Consigne:
Recopiez à l'identique le passage de l'entretien sur La Reine des neiges qui va de « En fait, le » jusqu'à « est enfin trouvée. » inclus.

Vous avez écrit votre premier opéra, La Reine des neiges (2019), à l'âge de 62 ans. Avez-vous pensé à faire un opéra auparavant ?

Oui. J'avais prévu d'écrire un opéra en 1988, mais je n'ai jamais réussi à trouver la bonne histoire, et je n'avais pas non plus développé une écriture vocale propre pour faire quelque chose comme ça. C'est lorsque je composais Schnee (10 Canons pour 6 instruments), entre 2006 et 2008, que j'ai lu le conte de fées Snedronningen (La Reine des neiges) de Hans Christian Andersen, et j'ai tout de suite vu les possibilités de cette histoire. J'en ai été très ému. J'ai même écrit un livret moi-même, mais ça n'a pas marché, et en fait je crois n'en avoir jamais parlé à personne. Mais certaines des idées de Schnee ont été inspirées par ce conte. Prenez par exemple le deuxième canon, qui dans l'opéra apparaît dans la scène où Kay et Gerda sont sur une place de la ville et il lui montre à quel point les flocons de neige sont fantastiques, puis ils tournent pendant que les autres enfants jouent avec la neige. Quand j'ai écrit cette musique pour Schnee, j'avais déjà cette image en tête. Naturellement, lorsque l'Opéra Royal m'a demandé en 2012 si j'étais intéressée par l'écriture d'un opéra, j'ai rapidement répondu : « Oui, La Reine des Neiges ».

En fait, le lien entre La Reine des Neiges et Schnee est si fort qu'à certains moments on peut avoir le sentiment que le premier est en quelque sorte contenu dans le second. Par exemple, le premier canon de Schnee apparaît dans le prélude de l'opéra et réapparaît vers la fin, lorsque Gerda est avec Kay dans le château et ne sait pas comment le réveiller. Mais alors que dans le Prélude la « réponse » était au début de la phrase, dans cette autre scène elle est à la fin. Tout comme dans Schnee. C'est alors qu'une larme tombe de l'œil de Gerda ; c'est-à-dire que la « réponse » est enfin trouvée.

Données fournies:

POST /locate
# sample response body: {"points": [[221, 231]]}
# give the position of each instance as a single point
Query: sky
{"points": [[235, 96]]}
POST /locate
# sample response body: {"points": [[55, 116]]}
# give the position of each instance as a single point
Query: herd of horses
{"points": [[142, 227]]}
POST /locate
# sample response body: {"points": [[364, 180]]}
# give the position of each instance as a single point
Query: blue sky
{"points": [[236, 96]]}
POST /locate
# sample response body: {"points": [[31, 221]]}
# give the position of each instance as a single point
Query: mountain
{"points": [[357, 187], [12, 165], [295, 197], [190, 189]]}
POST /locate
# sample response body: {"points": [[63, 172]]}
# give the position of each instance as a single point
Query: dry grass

---

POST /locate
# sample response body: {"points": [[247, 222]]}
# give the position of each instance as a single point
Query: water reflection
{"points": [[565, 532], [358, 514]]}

Réponse ci-dessous:
En fait, le lien entre La Reine des Neiges et Schnee est si fort qu'à certains moments on peut avoir le sentiment que le premier est en quelque sorte contenu dans le second. Par exemple, le premier canon de Schnee apparaît dans le prélude de l'opéra et réapparaît vers la fin, lorsque Gerda est avec Kay dans le château et ne sait pas comment le réveiller. Mais alors que dans le Prélude la « réponse » était au début de la phrase, dans cette autre scène elle est à la fin. Tout comme dans Schnee. C'est alors qu'une larme tombe de l'œil de Gerda ; c'est-à-dire que la « réponse » est enfin trouvée.